• [Required work]
The answer must consist of every line below that holds the word "appear".

◇ ◇ ◇ ◇ ◇

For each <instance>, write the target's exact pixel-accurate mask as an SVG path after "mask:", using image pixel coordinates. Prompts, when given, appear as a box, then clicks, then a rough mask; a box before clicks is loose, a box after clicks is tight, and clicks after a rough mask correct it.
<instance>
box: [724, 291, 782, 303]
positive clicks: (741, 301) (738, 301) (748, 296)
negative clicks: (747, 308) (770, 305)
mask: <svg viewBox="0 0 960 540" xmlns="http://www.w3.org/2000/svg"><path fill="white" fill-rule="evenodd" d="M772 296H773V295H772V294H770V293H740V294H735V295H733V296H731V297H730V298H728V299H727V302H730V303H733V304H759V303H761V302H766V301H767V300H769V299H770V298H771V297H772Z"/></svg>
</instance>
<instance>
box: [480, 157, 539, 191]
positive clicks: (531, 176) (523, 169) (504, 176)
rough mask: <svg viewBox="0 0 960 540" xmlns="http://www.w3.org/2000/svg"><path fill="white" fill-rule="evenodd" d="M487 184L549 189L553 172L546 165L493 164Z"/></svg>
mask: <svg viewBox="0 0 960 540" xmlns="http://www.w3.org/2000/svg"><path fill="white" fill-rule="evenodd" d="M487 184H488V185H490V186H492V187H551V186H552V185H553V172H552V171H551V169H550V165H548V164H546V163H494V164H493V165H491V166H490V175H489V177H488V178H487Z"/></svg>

◇ ◇ ◇ ◇ ◇

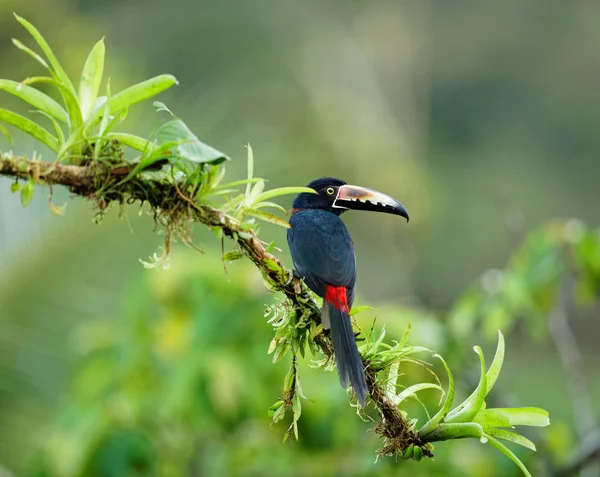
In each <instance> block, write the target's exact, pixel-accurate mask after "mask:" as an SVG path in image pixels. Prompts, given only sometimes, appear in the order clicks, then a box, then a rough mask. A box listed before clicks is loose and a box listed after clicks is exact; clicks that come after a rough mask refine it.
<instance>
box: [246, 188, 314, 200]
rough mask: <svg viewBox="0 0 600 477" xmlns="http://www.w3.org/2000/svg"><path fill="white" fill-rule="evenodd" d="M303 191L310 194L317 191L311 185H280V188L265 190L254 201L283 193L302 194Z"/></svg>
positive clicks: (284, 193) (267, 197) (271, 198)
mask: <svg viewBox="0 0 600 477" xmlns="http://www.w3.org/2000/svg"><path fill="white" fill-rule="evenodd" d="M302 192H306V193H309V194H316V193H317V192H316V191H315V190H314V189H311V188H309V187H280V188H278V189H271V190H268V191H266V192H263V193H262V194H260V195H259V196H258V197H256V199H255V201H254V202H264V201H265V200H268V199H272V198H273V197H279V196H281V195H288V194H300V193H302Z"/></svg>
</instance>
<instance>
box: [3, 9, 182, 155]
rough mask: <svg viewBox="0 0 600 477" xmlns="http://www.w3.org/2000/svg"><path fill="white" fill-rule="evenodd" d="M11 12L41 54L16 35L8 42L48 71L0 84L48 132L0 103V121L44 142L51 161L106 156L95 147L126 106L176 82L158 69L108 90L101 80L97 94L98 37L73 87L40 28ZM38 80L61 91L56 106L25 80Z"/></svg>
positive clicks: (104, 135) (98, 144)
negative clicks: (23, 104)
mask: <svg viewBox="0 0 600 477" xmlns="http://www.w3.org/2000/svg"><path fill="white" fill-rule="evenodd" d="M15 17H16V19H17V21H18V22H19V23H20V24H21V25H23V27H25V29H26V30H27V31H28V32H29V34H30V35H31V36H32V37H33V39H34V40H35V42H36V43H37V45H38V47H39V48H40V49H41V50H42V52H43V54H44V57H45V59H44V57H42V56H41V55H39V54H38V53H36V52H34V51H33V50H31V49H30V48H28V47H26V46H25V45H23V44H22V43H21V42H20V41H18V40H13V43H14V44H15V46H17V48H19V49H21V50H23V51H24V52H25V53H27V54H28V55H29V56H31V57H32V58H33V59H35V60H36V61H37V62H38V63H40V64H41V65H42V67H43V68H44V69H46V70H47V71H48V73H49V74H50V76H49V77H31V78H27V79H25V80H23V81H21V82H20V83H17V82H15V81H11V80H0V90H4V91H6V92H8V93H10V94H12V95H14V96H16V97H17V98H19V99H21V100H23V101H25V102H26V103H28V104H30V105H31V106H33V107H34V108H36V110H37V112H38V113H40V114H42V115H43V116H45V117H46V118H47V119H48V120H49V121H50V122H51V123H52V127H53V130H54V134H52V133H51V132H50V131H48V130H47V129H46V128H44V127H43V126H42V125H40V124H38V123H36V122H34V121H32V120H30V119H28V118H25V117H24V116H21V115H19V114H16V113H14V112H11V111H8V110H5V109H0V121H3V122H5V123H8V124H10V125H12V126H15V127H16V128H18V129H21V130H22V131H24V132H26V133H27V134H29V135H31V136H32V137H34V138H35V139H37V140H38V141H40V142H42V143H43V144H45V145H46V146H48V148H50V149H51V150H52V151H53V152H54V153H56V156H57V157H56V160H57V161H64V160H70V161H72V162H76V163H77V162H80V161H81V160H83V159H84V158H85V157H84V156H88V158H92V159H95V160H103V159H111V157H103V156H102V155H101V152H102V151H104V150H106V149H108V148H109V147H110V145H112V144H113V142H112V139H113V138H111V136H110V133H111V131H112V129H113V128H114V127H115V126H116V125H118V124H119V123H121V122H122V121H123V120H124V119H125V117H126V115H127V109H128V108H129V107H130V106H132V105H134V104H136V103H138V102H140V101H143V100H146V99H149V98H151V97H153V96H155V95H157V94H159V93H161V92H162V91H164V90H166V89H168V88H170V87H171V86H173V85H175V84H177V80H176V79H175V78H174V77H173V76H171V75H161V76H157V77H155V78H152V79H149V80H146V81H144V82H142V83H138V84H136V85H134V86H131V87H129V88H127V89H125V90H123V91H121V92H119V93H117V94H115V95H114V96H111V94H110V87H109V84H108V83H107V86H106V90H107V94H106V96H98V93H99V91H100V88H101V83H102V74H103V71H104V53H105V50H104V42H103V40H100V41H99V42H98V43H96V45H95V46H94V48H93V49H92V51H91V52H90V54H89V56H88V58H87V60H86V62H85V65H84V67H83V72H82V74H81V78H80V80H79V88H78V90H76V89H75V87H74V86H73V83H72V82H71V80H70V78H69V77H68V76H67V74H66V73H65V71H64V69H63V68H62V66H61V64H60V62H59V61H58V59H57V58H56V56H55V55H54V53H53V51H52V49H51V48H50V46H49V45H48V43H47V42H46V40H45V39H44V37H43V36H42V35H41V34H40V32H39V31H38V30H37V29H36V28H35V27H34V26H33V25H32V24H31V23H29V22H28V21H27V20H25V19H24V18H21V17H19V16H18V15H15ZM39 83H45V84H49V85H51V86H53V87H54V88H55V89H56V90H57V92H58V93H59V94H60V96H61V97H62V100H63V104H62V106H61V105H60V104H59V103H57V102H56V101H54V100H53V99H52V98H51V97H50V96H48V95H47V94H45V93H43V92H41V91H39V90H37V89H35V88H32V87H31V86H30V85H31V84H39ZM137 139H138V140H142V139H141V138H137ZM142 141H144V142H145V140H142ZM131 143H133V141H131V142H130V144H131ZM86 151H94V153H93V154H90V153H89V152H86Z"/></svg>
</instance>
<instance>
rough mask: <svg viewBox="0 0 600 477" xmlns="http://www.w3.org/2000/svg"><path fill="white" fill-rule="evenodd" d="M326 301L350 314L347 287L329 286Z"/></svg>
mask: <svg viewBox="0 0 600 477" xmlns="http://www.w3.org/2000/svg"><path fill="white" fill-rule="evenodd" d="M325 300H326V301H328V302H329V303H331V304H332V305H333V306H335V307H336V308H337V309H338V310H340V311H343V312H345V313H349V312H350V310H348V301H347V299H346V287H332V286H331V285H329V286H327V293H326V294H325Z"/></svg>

◇ ◇ ◇ ◇ ◇

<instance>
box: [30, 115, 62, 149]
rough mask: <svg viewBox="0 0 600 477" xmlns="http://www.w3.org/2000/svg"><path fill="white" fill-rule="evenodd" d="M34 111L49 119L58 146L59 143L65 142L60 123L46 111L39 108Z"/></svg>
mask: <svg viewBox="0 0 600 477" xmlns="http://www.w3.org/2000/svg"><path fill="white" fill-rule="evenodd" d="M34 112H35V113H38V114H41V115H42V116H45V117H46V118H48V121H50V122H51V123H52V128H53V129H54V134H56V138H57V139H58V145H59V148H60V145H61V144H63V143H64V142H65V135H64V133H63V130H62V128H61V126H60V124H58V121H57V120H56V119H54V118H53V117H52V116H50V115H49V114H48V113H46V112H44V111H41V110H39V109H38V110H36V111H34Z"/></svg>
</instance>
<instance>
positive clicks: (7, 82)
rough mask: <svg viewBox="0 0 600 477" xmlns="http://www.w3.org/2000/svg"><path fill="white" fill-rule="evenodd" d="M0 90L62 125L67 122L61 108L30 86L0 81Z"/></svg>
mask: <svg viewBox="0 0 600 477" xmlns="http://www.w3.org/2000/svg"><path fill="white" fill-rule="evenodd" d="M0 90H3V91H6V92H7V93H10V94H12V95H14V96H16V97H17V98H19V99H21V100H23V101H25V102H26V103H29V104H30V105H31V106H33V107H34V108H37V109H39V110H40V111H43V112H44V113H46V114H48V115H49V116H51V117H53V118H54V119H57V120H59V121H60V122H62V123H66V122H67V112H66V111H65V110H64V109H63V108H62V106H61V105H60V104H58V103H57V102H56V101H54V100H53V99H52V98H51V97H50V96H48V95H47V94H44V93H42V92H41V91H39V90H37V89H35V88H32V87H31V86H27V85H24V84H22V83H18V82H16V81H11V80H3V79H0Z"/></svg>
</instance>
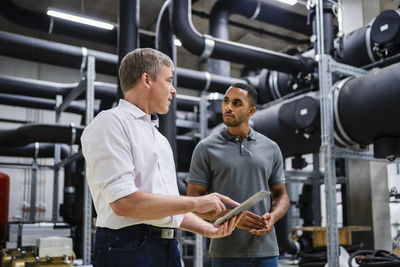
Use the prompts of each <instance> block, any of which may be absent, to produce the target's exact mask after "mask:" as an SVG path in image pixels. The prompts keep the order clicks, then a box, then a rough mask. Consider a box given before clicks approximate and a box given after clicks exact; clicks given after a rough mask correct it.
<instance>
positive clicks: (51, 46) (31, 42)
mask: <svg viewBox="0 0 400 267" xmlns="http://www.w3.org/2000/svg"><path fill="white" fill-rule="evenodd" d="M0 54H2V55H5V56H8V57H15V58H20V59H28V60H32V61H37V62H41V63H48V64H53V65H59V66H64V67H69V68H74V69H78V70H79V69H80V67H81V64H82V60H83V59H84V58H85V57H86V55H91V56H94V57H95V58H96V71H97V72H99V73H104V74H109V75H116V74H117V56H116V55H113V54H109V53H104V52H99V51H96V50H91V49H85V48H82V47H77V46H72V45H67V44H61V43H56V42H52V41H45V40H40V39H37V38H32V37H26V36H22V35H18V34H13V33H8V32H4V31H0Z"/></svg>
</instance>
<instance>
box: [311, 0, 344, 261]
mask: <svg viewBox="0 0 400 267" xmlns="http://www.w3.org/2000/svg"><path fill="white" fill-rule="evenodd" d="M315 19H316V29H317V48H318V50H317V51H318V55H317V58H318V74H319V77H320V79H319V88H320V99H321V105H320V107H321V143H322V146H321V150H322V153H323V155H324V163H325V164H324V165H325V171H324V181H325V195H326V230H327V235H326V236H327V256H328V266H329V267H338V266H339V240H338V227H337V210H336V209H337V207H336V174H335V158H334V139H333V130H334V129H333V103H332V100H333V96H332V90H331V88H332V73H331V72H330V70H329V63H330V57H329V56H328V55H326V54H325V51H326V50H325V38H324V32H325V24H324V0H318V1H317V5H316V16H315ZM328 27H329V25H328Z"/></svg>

◇ ◇ ◇ ◇ ◇

• [Response area]
For each <instance>, write the target's exact pixel-accurate mask as an SVG path after "mask:", using image pixel coordinates. Prompts, when given, appear as a box, then clicks, then a rough mask; a box before clicks is loose, a box after clicks is tight, and clicks after a rough mask correct it.
In each <instance> block, write the target's exact, pixel-accurate mask after "mask:" as an SVG path in image pixels. Prompts, given only sometimes, appear in the order clicks, then a box, then a rough mask. A box listed before clicks is loose and a box listed after clicks is exact; clicks that come after a rough mask refine it.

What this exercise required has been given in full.